- **Exercise**
Rewrite the material below, switching "boy" to "student" and leaving everything else unchanged.

[Dataset entries]

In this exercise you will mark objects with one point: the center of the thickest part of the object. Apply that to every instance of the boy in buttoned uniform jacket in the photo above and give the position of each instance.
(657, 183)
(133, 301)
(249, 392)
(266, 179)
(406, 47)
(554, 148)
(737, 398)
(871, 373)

- **The reply**
In this exercise you will mark objects with one point: the center of the thickest part of the object. Apply that to every instance of the student in buttoned uniform jacket in the photo above and give the position of each instance.
(657, 183)
(133, 301)
(249, 392)
(266, 179)
(406, 47)
(554, 148)
(737, 398)
(871, 373)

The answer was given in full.